*** Extracted information ***
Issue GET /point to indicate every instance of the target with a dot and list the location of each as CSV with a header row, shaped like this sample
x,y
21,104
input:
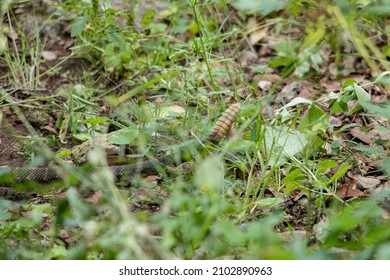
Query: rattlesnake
x,y
154,166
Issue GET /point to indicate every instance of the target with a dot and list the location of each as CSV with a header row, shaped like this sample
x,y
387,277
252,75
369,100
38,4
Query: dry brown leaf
x,y
257,35
49,55
349,190
369,183
356,132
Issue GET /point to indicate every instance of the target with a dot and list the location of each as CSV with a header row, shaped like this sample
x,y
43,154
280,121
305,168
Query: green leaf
x,y
95,121
78,26
325,165
282,143
340,172
269,201
362,96
302,69
377,110
148,17
293,176
316,119
263,7
348,85
124,136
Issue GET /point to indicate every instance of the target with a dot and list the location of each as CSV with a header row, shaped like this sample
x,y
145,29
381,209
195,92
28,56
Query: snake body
x,y
154,166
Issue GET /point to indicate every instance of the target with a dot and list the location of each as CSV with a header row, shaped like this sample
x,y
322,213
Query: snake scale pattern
x,y
154,166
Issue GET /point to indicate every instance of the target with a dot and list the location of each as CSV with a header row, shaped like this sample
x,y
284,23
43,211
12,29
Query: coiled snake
x,y
49,174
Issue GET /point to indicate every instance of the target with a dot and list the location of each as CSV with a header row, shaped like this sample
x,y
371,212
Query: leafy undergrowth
x,y
304,175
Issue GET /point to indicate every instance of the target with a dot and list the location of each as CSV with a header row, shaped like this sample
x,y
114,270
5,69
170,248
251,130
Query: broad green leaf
x,y
302,69
293,176
95,121
269,201
263,7
148,17
78,26
348,84
124,136
282,144
316,119
362,96
377,110
172,111
340,172
325,165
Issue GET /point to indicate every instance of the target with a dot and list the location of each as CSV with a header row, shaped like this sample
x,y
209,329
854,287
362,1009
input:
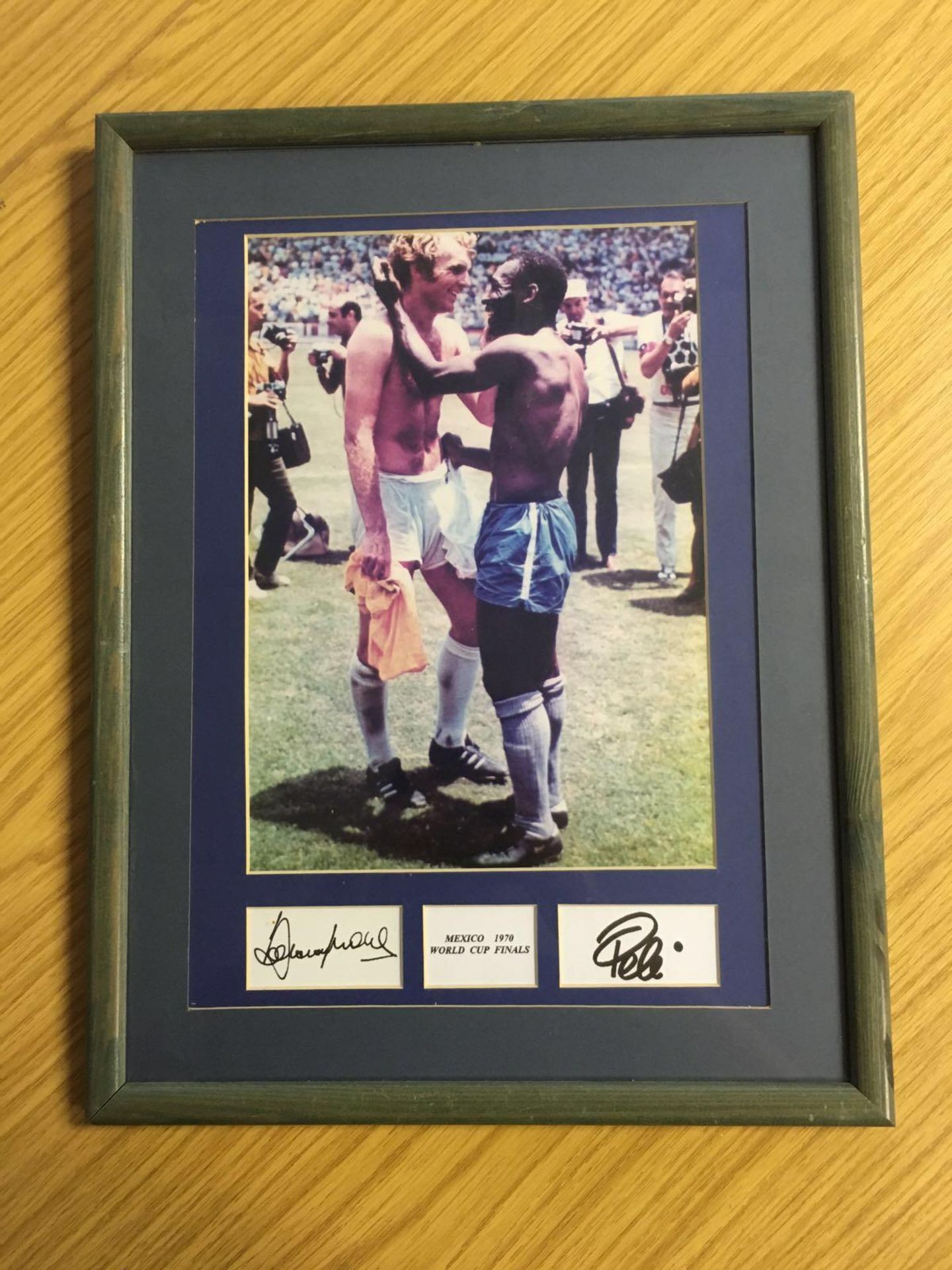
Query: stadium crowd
x,y
622,266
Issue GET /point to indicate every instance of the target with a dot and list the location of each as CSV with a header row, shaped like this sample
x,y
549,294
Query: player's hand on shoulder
x,y
389,290
451,447
372,338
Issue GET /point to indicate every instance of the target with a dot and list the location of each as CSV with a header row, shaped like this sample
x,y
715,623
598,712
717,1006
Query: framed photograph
x,y
485,715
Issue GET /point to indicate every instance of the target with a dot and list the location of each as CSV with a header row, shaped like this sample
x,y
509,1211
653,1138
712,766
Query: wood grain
x,y
405,1197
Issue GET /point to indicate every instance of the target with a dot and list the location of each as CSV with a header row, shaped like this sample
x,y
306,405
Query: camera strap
x,y
619,370
681,422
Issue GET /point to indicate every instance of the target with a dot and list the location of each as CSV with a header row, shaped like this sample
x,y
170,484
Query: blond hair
x,y
422,251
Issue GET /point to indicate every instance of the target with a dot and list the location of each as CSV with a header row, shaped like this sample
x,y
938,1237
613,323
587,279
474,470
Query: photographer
x,y
331,364
598,341
270,351
669,352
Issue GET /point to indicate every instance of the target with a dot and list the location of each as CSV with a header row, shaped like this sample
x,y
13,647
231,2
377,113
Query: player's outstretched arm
x,y
498,364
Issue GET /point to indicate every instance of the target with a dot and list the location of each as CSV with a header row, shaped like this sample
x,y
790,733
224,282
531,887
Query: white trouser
x,y
663,431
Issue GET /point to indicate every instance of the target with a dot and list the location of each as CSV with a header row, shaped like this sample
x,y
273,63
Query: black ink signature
x,y
639,960
281,949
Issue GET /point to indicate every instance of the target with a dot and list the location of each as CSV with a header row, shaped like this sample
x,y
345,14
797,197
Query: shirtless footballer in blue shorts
x,y
526,548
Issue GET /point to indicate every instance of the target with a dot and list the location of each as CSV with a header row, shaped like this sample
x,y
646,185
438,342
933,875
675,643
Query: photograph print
x,y
476,616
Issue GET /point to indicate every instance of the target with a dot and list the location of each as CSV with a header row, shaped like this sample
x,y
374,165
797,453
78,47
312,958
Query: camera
x,y
277,386
579,334
280,335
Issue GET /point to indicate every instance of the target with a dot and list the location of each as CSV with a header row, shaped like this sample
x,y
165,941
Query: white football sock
x,y
526,740
554,698
370,694
457,672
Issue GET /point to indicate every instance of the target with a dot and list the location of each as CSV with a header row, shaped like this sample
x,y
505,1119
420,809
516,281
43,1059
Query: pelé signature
x,y
631,948
281,949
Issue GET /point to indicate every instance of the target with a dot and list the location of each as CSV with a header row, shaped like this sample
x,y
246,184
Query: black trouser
x,y
601,441
267,472
518,650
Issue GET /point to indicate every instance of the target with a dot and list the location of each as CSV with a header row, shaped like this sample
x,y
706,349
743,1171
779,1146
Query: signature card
x,y
324,948
631,945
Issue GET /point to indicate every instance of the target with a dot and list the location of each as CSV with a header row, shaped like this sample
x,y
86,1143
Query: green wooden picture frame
x,y
867,1097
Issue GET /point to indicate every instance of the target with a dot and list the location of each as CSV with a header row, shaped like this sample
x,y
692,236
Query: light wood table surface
x,y
413,1198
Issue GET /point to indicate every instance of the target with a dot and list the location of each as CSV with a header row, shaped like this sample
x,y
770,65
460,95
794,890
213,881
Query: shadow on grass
x,y
337,803
328,558
622,579
670,606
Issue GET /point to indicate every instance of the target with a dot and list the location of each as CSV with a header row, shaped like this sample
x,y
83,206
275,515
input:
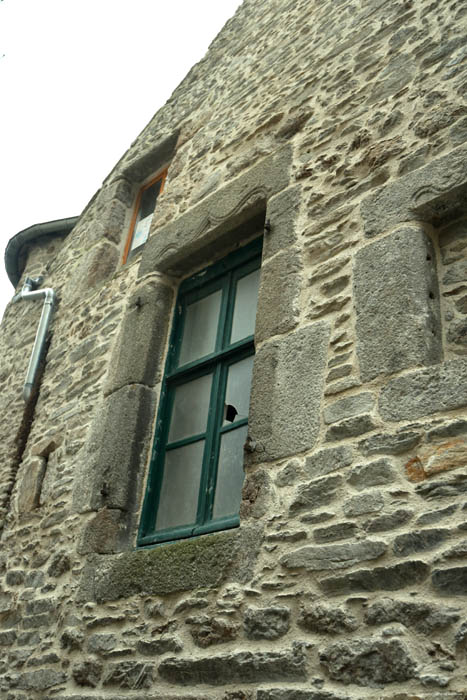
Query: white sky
x,y
79,79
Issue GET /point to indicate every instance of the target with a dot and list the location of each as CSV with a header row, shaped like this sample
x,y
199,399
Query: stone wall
x,y
343,124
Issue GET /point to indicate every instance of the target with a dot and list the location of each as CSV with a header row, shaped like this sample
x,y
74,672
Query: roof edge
x,y
28,235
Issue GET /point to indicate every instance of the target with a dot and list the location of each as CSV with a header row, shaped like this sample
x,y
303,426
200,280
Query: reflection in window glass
x,y
180,486
145,213
200,328
230,473
246,299
190,408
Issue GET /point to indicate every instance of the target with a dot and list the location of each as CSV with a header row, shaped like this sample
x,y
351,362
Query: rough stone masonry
x,y
343,124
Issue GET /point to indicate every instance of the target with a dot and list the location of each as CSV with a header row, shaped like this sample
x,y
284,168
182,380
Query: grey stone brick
x,y
450,581
328,460
278,387
424,617
323,619
282,211
389,521
210,227
351,427
340,531
378,473
138,352
369,502
416,195
349,406
180,566
116,450
425,391
389,443
380,578
316,494
395,280
266,623
419,541
278,301
237,667
369,662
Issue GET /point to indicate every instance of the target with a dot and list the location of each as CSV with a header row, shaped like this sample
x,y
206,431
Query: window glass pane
x,y
141,231
230,473
145,214
246,299
178,501
237,395
200,330
190,408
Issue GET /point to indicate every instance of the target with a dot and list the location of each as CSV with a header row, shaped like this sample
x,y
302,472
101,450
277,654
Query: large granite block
x,y
286,393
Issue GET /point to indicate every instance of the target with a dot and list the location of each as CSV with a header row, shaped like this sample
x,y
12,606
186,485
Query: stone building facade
x,y
337,131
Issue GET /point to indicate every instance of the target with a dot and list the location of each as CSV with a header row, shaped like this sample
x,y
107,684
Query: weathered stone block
x,y
369,662
328,460
267,623
419,541
389,443
316,494
278,301
326,620
369,502
87,673
282,211
349,407
30,484
450,487
288,373
40,680
333,556
450,581
389,521
116,450
129,674
138,352
180,566
424,617
207,631
378,473
340,531
426,194
380,578
156,647
425,391
397,304
434,516
237,667
351,427
279,694
208,228
103,533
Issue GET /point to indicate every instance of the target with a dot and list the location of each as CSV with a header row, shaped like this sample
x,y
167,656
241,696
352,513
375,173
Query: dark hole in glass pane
x,y
230,413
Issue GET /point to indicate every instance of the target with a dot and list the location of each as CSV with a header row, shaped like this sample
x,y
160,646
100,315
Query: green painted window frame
x,y
222,275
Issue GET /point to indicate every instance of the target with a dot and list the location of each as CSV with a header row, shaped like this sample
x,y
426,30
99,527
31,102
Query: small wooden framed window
x,y
196,472
142,215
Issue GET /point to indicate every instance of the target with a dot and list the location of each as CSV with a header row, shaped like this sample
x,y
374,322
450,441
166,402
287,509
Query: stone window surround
x,y
426,196
412,206
110,485
159,175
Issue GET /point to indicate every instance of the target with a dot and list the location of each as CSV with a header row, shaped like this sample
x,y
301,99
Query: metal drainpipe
x,y
29,291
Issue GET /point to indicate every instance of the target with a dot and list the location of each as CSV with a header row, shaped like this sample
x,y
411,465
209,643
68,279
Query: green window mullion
x,y
205,491
216,438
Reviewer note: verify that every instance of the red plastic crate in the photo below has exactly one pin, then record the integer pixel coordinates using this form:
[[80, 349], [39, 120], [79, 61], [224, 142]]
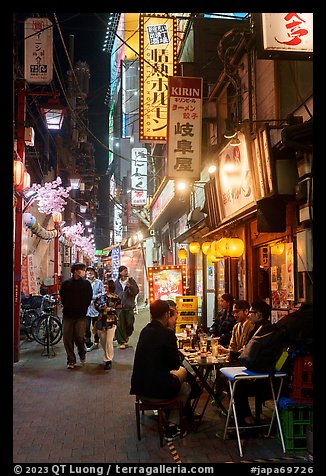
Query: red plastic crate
[[302, 379]]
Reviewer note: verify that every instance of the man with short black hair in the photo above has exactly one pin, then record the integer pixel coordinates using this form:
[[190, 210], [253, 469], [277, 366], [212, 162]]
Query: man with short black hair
[[127, 289], [157, 374], [92, 313], [76, 295]]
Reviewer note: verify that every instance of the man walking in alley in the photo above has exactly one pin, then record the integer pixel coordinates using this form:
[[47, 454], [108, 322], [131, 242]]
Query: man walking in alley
[[127, 289], [76, 295]]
*** End of Extracted information ***
Action item:
Using the records above, pull out each line where the word "note" occurs.

Task response:
Reviewer note: verify that every instance of the red plastic crate in the photo below has exactly one pin, then record the integer pixel coordinates using this form:
Reviewer note: verify that every instance of the man with short black hair in the photo above has exactly one pin, then record the integer pixel coordinates using this form:
Reviewer note: verify that every instance of the man walking in alley in the photo above has exactly one pin, then record the integer pixel coordinates using this form:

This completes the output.